ACTIVITY:
Among the entries that follow, find the lines containing the string "trace" and copy them.

━━━━━━━━━━━━━━━━━━━━━━━━━━━━━━

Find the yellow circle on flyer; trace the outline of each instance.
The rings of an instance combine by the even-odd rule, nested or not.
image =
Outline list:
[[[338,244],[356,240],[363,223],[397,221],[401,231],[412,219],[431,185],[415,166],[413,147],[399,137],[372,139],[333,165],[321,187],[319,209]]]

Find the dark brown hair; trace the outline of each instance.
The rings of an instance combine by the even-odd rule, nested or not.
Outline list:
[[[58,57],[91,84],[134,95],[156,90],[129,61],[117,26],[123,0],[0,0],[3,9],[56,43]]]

━━━━━━━━━━━━━━━━━━━━━━━━━━━━━━

RESULT:
Find the yellow circle on flyer; trace the outline of each instance.
Find the dark brown hair; trace the outline of each instance.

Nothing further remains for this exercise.